### Exercise description
Whenever a line in the entries below contains "each", copy that line.

### Records for this exercise
——

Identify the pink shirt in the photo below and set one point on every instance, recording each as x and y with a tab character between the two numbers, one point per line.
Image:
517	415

——

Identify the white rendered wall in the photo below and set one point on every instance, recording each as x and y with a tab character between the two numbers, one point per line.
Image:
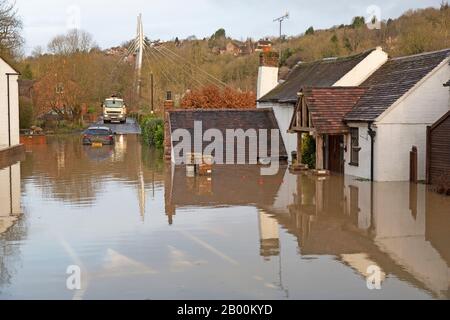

——

### Response box
Identify the pink shirt in the photo below and set one point on every instance, recording each as x and y with a tab character between the two numbers, one point per line.
Identify the white rendered wall in the photo below and set one point on every instance, recording each as x and y with a tab character between the two numbers, one point per line.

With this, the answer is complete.